A run of rows:
☆ ☆ ☆
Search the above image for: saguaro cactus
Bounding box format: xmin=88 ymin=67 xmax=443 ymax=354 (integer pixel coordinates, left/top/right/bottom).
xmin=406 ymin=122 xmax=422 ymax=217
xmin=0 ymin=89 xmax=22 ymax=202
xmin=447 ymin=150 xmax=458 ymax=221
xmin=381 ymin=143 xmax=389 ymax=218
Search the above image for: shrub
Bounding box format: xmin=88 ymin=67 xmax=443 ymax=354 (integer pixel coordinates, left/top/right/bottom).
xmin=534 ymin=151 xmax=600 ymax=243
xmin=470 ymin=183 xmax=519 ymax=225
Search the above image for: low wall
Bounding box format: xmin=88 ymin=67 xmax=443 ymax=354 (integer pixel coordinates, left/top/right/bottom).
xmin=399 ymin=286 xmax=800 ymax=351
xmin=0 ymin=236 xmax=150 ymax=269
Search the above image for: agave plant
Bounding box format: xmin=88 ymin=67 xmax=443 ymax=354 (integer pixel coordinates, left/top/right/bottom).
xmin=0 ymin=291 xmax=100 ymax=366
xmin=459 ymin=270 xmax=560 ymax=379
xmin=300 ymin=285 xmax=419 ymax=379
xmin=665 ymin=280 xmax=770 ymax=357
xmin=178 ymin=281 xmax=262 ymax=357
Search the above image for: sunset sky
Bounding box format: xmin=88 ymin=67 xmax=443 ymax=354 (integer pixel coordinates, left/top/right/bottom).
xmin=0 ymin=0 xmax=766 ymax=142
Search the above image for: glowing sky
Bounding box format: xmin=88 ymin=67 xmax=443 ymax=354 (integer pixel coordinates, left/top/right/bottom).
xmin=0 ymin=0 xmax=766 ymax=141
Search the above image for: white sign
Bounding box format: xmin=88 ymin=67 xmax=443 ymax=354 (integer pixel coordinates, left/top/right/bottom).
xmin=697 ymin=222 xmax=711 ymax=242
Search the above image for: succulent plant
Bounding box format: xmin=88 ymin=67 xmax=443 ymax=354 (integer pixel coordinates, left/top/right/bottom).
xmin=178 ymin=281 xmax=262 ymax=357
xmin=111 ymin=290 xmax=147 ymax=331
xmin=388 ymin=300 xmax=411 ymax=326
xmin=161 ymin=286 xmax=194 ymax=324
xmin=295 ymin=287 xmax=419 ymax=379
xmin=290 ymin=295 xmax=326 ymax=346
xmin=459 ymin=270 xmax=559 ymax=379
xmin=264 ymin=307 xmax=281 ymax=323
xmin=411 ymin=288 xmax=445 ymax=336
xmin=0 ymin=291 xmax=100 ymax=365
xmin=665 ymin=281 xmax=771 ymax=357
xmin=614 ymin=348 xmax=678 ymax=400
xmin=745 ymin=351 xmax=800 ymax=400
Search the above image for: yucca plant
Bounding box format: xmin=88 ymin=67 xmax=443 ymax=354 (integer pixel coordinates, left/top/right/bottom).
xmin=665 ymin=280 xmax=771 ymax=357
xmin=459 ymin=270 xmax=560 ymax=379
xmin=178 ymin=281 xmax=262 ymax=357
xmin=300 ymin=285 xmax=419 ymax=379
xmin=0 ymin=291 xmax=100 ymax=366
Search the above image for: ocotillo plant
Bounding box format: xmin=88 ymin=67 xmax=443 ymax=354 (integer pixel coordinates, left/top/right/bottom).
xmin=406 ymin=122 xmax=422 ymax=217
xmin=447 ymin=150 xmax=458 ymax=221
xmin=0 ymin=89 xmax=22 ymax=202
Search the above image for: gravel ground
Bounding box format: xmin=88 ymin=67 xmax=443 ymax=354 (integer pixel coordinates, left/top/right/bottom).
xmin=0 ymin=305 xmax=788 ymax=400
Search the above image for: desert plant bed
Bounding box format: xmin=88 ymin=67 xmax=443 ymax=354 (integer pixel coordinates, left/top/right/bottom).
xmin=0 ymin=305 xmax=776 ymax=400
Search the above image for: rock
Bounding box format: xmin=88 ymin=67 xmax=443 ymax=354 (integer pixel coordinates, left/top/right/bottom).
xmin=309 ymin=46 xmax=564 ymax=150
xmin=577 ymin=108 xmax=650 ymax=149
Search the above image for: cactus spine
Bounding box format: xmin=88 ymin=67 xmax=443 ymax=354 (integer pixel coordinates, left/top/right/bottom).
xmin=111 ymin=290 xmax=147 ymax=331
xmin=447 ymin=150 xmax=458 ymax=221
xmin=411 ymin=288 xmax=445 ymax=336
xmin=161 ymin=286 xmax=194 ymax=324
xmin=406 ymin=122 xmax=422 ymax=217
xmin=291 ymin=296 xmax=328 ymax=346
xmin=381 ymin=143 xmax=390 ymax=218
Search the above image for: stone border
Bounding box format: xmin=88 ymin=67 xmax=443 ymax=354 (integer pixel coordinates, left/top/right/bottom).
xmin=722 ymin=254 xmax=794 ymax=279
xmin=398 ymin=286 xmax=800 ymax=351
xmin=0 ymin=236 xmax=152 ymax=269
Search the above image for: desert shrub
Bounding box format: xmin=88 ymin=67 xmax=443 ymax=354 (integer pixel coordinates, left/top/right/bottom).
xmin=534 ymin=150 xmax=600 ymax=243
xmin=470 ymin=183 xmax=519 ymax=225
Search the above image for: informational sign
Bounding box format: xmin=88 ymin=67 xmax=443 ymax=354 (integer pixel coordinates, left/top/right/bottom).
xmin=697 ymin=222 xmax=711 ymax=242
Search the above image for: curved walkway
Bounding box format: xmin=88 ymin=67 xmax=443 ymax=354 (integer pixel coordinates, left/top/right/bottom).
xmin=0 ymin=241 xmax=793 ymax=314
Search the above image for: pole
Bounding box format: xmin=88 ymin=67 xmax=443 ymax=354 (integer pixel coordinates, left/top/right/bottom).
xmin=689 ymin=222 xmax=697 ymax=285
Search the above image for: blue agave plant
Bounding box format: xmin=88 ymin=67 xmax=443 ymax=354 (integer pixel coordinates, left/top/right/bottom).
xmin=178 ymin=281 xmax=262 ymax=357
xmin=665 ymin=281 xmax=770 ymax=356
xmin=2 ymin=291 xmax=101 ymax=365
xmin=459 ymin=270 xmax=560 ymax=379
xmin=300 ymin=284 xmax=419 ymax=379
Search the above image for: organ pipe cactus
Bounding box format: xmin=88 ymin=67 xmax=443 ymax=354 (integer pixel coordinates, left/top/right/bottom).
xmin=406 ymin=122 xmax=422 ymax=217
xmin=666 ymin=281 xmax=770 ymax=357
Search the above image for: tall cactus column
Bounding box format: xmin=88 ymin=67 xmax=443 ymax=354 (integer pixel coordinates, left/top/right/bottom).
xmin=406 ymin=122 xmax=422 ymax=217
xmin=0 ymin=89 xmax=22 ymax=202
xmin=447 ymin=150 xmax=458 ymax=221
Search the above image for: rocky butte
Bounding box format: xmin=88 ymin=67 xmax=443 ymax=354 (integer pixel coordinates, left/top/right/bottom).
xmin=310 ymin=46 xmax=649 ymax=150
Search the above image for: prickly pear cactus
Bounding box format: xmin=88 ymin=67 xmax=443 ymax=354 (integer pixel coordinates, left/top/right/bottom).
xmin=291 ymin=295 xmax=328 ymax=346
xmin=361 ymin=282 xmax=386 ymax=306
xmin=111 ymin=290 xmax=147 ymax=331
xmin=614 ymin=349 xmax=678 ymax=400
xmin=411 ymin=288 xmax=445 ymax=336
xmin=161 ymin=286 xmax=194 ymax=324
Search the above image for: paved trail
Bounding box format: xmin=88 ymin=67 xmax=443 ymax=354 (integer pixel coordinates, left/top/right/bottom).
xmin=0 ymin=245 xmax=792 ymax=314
☆ ☆ ☆
-- Given task --
Convert all the rows above into a two-column CSV with the headers "query" and "boxes", giving one line for each row's text and its answer. Put each in its own quoted field, with line breaks replaced by spaces.

-- Response to the exercise --
query,boxes
"Search the above image for: saguaro cactus Bounding box format: xmin=88 ymin=67 xmax=443 ymax=354 (integer pixel coordinates, left/top/right/bottom).","xmin=406 ymin=122 xmax=422 ymax=217 xmin=0 ymin=89 xmax=22 ymax=202 xmin=447 ymin=150 xmax=458 ymax=221 xmin=381 ymin=143 xmax=389 ymax=218"
"Search the above image for: shrub Bounding box format: xmin=88 ymin=67 xmax=443 ymax=354 (integer pixel coordinates, left/top/right/bottom).","xmin=534 ymin=151 xmax=600 ymax=243 xmin=470 ymin=183 xmax=519 ymax=225"
"Search the above image for: low wall Bounding box format: xmin=88 ymin=67 xmax=443 ymax=354 (integer pixel coordinates, left/top/right/bottom).","xmin=399 ymin=286 xmax=800 ymax=351 xmin=0 ymin=236 xmax=150 ymax=269"
"Search the above image for: agave plant Bounding box format: xmin=88 ymin=67 xmax=443 ymax=354 (integer pixel coordinates, left/top/right/bottom).","xmin=0 ymin=291 xmax=100 ymax=366 xmin=459 ymin=270 xmax=560 ymax=379 xmin=300 ymin=285 xmax=419 ymax=379 xmin=665 ymin=280 xmax=770 ymax=357 xmin=178 ymin=281 xmax=262 ymax=357"
"Search the above image for: sunset sky Bounding box format: xmin=88 ymin=67 xmax=443 ymax=354 (integer pixel coordinates, left/top/right/bottom).","xmin=0 ymin=0 xmax=766 ymax=142"
"Search the above image for: glowing sky Bounding box format: xmin=88 ymin=67 xmax=443 ymax=354 (integer pixel coordinates, left/top/right/bottom).","xmin=0 ymin=0 xmax=766 ymax=141"
"Search the above image for: white sign Bounding box format: xmin=88 ymin=67 xmax=443 ymax=354 (integer pixel coordinates, left/top/right/bottom).","xmin=697 ymin=222 xmax=711 ymax=242"
"Search the above image for: succulent plant Bounding box format: xmin=88 ymin=67 xmax=443 ymax=354 (integer pixel coordinates, left/top/right/bottom).","xmin=178 ymin=281 xmax=262 ymax=357 xmin=111 ymin=290 xmax=147 ymax=331 xmin=388 ymin=300 xmax=411 ymax=326 xmin=161 ymin=286 xmax=194 ymax=324 xmin=295 ymin=287 xmax=419 ymax=379 xmin=290 ymin=295 xmax=326 ymax=346 xmin=459 ymin=270 xmax=559 ymax=379 xmin=264 ymin=307 xmax=281 ymax=323 xmin=411 ymin=288 xmax=445 ymax=336 xmin=0 ymin=291 xmax=100 ymax=365 xmin=665 ymin=281 xmax=771 ymax=357 xmin=614 ymin=348 xmax=678 ymax=400 xmin=745 ymin=351 xmax=800 ymax=400"
"Search the above image for: yucca plant Bounding box format: xmin=88 ymin=67 xmax=443 ymax=354 (integer pixel coordinates, left/top/right/bottom).","xmin=665 ymin=280 xmax=771 ymax=357 xmin=459 ymin=270 xmax=560 ymax=379 xmin=178 ymin=281 xmax=262 ymax=357 xmin=300 ymin=285 xmax=419 ymax=379 xmin=0 ymin=291 xmax=100 ymax=366"
"Search the above image for: ocotillo plant Bounding box format: xmin=88 ymin=67 xmax=443 ymax=354 (integer pixel coordinates, left/top/right/bottom).","xmin=406 ymin=122 xmax=422 ymax=217 xmin=447 ymin=150 xmax=458 ymax=221 xmin=0 ymin=89 xmax=22 ymax=202"
"Search the above image for: gravel ground Bounding box format: xmin=88 ymin=67 xmax=443 ymax=354 (integer pixel coordinates, left/top/right/bottom).","xmin=0 ymin=305 xmax=788 ymax=400"
"Search the above image for: desert plant bed Bounding box format: xmin=88 ymin=67 xmax=443 ymax=354 (integer pixel coordinates, left/top/right/bottom).","xmin=0 ymin=305 xmax=776 ymax=400"
"Search the above image for: rock Bounding box format: xmin=88 ymin=67 xmax=443 ymax=354 (integer pixel coordinates, left/top/right/bottom).","xmin=309 ymin=46 xmax=564 ymax=150 xmin=577 ymin=108 xmax=650 ymax=149"
"Search the above image for: cactus spine Bounding box format: xmin=88 ymin=67 xmax=443 ymax=354 (integer pixel coordinates, left/top/right/bottom).","xmin=111 ymin=290 xmax=147 ymax=331 xmin=447 ymin=150 xmax=458 ymax=221 xmin=411 ymin=288 xmax=445 ymax=336 xmin=161 ymin=286 xmax=194 ymax=324 xmin=406 ymin=122 xmax=422 ymax=217 xmin=291 ymin=296 xmax=328 ymax=346 xmin=381 ymin=143 xmax=390 ymax=218"
"Search the above image for: stone border Bounding box format: xmin=88 ymin=67 xmax=443 ymax=354 (integer pixel coordinates, left/top/right/bottom).","xmin=722 ymin=254 xmax=794 ymax=279 xmin=398 ymin=286 xmax=800 ymax=351 xmin=0 ymin=236 xmax=152 ymax=269"
"Search the above image for: desert shrub Bounding box format: xmin=88 ymin=67 xmax=443 ymax=354 (integer pixel coordinates, left/top/right/bottom).","xmin=534 ymin=150 xmax=600 ymax=243 xmin=470 ymin=183 xmax=519 ymax=225"
"Search the above image for: informational sign Bounding box format: xmin=88 ymin=67 xmax=443 ymax=354 (integer pixel coordinates, left/top/right/bottom).","xmin=697 ymin=222 xmax=711 ymax=242"
"Search the above image for: curved walkway Bounding box format: xmin=88 ymin=67 xmax=443 ymax=354 (integer pixel coordinates, left/top/right/bottom).","xmin=0 ymin=241 xmax=793 ymax=314"
"Search the above image for: pole Bounding box format: xmin=88 ymin=67 xmax=443 ymax=354 (integer pixel coordinates, left/top/right/bottom).","xmin=689 ymin=222 xmax=697 ymax=285"
"Search the above image for: blue agave plant Bounding box format: xmin=88 ymin=67 xmax=443 ymax=354 (integer pixel coordinates, left/top/right/bottom).","xmin=178 ymin=281 xmax=262 ymax=357 xmin=665 ymin=281 xmax=770 ymax=356 xmin=2 ymin=291 xmax=101 ymax=365 xmin=459 ymin=270 xmax=560 ymax=379 xmin=300 ymin=284 xmax=419 ymax=379"
"Search the above image for: organ pipe cactus Bounding box format: xmin=88 ymin=67 xmax=443 ymax=354 (integer pixel coordinates, left/top/right/bottom).","xmin=406 ymin=122 xmax=422 ymax=217 xmin=666 ymin=281 xmax=770 ymax=357"
"Search the above image for: tall cactus column Bounding box format: xmin=88 ymin=67 xmax=443 ymax=354 (integer pixel coordinates, left/top/right/bottom).","xmin=406 ymin=122 xmax=422 ymax=217 xmin=0 ymin=89 xmax=22 ymax=202 xmin=447 ymin=150 xmax=458 ymax=221"
"Search the above image for: rocky butte Bounding box format: xmin=88 ymin=67 xmax=443 ymax=354 (integer pixel coordinates, left/top/right/bottom).","xmin=310 ymin=46 xmax=649 ymax=150"
"Search the above image for: prickly pear cactus Bounding box format: xmin=88 ymin=67 xmax=443 ymax=354 (integer pixel coordinates, left/top/right/bottom).","xmin=291 ymin=295 xmax=328 ymax=346 xmin=361 ymin=282 xmax=386 ymax=306 xmin=111 ymin=290 xmax=147 ymax=331 xmin=614 ymin=349 xmax=678 ymax=400 xmin=411 ymin=288 xmax=445 ymax=336 xmin=161 ymin=286 xmax=194 ymax=324"
"Search the above image for: paved trail Bounding box format: xmin=88 ymin=67 xmax=443 ymax=354 (integer pixel coordinates, left/top/right/bottom).","xmin=0 ymin=245 xmax=792 ymax=314"